▶ **Exercise directions**: Rewrite the material below from the line holding "Query: white cloud" through its end, inclusive, keeping every line but offsetting each coordinate in the answers by 47.
⁂
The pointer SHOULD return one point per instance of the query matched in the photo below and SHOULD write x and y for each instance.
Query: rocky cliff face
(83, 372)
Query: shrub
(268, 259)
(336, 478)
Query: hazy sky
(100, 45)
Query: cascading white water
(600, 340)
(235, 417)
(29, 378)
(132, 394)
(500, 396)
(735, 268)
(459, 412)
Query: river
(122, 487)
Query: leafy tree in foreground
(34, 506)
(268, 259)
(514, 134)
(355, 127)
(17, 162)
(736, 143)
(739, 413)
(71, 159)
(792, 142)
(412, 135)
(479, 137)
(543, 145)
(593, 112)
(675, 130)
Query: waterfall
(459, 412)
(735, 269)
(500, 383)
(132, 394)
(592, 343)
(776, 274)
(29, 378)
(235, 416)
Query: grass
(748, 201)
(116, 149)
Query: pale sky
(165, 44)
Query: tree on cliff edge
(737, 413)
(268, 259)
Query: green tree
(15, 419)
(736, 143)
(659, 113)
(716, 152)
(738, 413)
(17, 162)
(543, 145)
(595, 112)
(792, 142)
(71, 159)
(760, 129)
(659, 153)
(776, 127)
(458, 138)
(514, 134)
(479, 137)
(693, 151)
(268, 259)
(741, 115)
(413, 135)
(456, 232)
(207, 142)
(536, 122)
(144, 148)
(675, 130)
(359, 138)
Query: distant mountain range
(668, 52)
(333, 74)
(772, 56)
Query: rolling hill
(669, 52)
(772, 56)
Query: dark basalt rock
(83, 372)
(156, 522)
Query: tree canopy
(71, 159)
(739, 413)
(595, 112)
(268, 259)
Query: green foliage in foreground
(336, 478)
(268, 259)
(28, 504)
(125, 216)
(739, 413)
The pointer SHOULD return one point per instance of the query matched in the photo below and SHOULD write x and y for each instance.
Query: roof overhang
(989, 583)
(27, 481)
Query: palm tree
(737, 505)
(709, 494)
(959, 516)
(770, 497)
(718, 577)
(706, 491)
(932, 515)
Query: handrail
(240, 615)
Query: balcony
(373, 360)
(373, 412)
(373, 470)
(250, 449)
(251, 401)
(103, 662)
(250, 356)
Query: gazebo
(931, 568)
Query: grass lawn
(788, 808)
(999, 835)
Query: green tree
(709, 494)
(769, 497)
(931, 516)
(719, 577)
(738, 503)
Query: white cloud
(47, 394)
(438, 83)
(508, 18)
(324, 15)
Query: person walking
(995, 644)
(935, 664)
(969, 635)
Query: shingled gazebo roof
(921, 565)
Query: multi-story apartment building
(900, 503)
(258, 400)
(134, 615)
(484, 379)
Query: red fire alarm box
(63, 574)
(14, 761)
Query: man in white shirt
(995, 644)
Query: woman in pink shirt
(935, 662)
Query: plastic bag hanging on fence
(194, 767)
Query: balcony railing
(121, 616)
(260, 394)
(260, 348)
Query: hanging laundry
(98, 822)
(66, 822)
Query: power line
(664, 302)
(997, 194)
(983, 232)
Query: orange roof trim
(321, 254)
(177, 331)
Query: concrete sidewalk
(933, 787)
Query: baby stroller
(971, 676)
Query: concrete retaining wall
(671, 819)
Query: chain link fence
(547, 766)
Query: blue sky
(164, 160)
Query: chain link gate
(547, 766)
⁂
▶ **Task answer**:
Query: white cloud
(94, 441)
(485, 130)
(555, 65)
(371, 62)
Query: person walking
(1042, 691)
(982, 711)
(1016, 682)
Query: shingled gazebo roof
(968, 612)
Query: multi-story apartment building
(947, 550)
(305, 447)
(181, 662)
(531, 426)
Query: red fire alarm box
(110, 621)
(61, 808)
Query: man in white shirt
(1042, 691)
Query: woman in pink shirt
(982, 709)
Query: plastic bag hanging on fence
(241, 814)
Query: balcony railing
(168, 663)
(307, 441)
(307, 395)
Query: hanging laundry
(145, 869)
(113, 869)
Query: power line
(711, 349)
(1044, 241)
(1030, 279)
Query: orange roof trim
(368, 301)
(224, 378)
Query: concrete sidewalk
(980, 834)
Query: baby stroller
(1018, 723)
Query: concrete retaining wall
(718, 866)
Query: chain link fence
(594, 813)
Query: blue sky
(211, 207)
Query: chain link gate
(594, 813)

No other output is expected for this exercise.